▸ Task goal
While copying the entries exactly, leave out each picture they contain.

Records drawn from a dataset
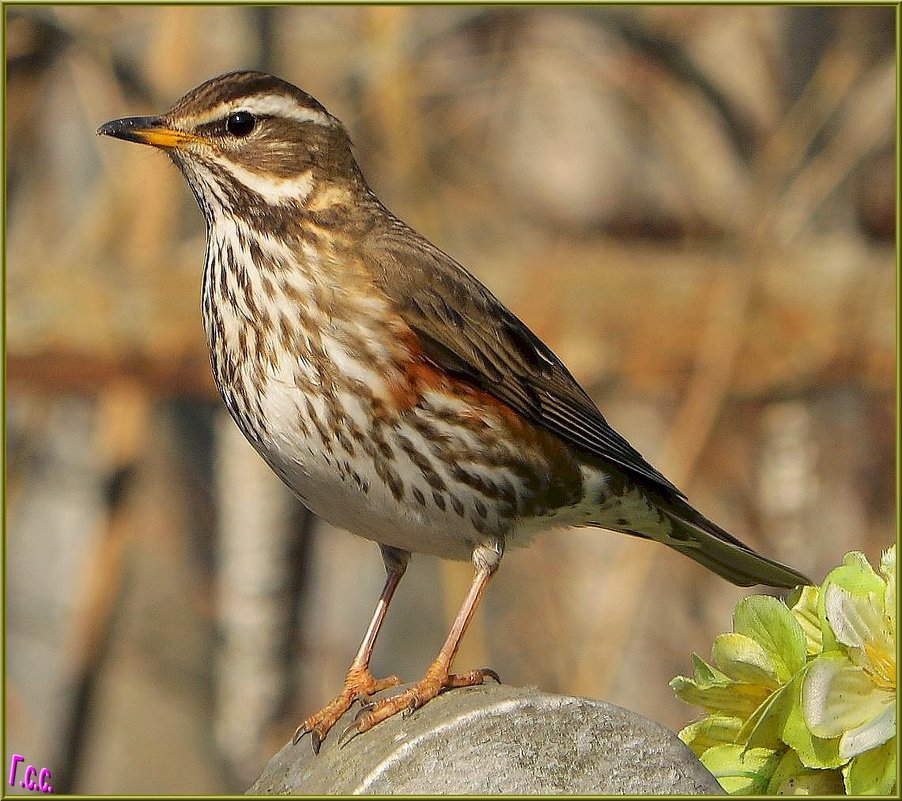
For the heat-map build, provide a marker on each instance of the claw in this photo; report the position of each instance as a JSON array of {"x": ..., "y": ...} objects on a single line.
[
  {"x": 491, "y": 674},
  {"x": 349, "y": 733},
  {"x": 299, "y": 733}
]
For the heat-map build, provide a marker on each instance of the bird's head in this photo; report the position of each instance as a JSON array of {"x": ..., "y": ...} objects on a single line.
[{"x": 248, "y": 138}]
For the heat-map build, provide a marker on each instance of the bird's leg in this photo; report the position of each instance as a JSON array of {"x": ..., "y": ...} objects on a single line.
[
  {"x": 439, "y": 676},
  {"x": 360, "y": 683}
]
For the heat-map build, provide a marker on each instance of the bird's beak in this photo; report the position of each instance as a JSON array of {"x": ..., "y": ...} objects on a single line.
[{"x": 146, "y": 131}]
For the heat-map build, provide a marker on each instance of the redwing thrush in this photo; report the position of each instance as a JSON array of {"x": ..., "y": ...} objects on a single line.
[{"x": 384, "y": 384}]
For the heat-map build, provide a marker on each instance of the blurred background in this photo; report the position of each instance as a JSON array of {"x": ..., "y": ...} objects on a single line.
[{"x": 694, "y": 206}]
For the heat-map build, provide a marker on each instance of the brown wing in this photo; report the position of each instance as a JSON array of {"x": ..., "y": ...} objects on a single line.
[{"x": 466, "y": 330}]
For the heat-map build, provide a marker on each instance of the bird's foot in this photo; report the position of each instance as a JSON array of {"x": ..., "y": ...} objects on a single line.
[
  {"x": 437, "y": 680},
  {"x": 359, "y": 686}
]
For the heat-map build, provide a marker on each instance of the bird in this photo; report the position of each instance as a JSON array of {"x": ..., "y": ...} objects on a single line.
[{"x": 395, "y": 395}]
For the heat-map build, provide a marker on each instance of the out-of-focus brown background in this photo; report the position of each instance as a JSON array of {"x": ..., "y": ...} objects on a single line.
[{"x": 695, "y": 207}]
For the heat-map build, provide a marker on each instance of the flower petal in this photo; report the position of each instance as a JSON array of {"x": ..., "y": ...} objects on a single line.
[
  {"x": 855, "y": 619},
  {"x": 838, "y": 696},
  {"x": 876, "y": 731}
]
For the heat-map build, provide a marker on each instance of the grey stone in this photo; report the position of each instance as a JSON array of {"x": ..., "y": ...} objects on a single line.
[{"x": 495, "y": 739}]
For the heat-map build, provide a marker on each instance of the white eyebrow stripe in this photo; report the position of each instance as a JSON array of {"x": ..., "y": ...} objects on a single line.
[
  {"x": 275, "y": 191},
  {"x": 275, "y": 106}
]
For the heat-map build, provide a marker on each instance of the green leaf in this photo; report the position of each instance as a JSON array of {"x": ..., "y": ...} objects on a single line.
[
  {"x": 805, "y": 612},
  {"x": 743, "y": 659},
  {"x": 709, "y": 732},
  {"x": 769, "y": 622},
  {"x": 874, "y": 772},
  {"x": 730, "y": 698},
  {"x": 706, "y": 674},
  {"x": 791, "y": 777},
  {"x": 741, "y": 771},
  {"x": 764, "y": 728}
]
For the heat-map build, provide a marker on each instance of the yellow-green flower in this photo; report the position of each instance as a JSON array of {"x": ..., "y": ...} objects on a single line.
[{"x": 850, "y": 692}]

▸ Exercise answer
For the heat-map build, provide a marker on each instance of the claw in this photo; report the position of each instance as a JSON array of {"x": ..., "y": ...} objects on a single line.
[
  {"x": 491, "y": 674},
  {"x": 349, "y": 733},
  {"x": 299, "y": 733}
]
For the heat-map build, provide a marker on each instance of the bird's head in this photo; report the position of each instance as a JSON array of {"x": ..., "y": ...} objects on a single line.
[{"x": 248, "y": 138}]
For the heat-map build, provide a marker on each instance of the bird's leg in this photo; report the position of each instance as a JSON array of {"x": ..., "y": ...} objects on a single line.
[
  {"x": 439, "y": 676},
  {"x": 360, "y": 683}
]
For the heat-map build, provide a marker on each instance of the bird's beak in this photo; report the position of each instance as a JSON array of {"x": ..., "y": ...} objects on a single line.
[{"x": 146, "y": 131}]
For the heat-map build, provide a marker on each instance of the redwing thrush in this photo; report the position of each instance as a JSON array of {"x": ..., "y": ...} objects on a single line.
[{"x": 384, "y": 384}]
For the heat-map build, provide a marker on each instance of the blurred background in this photo; report the position of each instance as a JSON array of {"x": ..., "y": ...} objects on a single line.
[{"x": 694, "y": 206}]
For the heat-map build, provide a marker on each instance of the brown wing in this photo; report the position of each instance as a JSON array of {"x": ..., "y": ...} objects on a single line.
[{"x": 466, "y": 330}]
For the heat-map build, provide a marker on each instance of the bird's foot in this photo; report the position of each instance as a JSON array of {"x": ..., "y": ...} objects on a single line.
[
  {"x": 437, "y": 680},
  {"x": 359, "y": 686}
]
For the heat-map build, provide a marker on each instance of the bird in this photo; report the position of each instance as a JSON array of {"x": ..., "y": ...} objects on a single line.
[{"x": 395, "y": 395}]
For the heat-map build, provide a marker on each instance of the out-of-focus brown background in this photo; report the position of each instance as a JSON array of {"x": ..., "y": ...} objects on a single line.
[{"x": 695, "y": 207}]
For the heat-map build, provide a marker on each instance of the flower petal in this photo; report the position of each instance as a JSON array of {"x": ..., "y": ...} objects on a single line.
[
  {"x": 855, "y": 619},
  {"x": 838, "y": 696},
  {"x": 876, "y": 731}
]
For the heat-map build, provide a marker on each instance of the grey stone in this photo; report the position of each instance as a JSON array of {"x": ..., "y": ...} objects on a single line.
[{"x": 495, "y": 739}]
For the heat-map build, provide a marker on each instance of the white eyebrow stripe in this photo; report the position of each instance as a JSON array of {"x": ..., "y": ...} objects on a single line.
[
  {"x": 275, "y": 191},
  {"x": 275, "y": 106}
]
For the heat-map build, provide a marker on each instance of the green leaf in this photo; report the position of each instance as a JSON array of {"x": ..., "y": ...} objects on a single line.
[
  {"x": 805, "y": 612},
  {"x": 743, "y": 659},
  {"x": 709, "y": 732},
  {"x": 769, "y": 622},
  {"x": 874, "y": 772},
  {"x": 730, "y": 698},
  {"x": 706, "y": 674},
  {"x": 791, "y": 777},
  {"x": 741, "y": 771},
  {"x": 764, "y": 728}
]
For the heat-map build, provide a marker on each instance of the yellow-green flower in this photo; report the position of each instance as a JSON array of {"x": ..., "y": ...} objects on a single line.
[{"x": 850, "y": 692}]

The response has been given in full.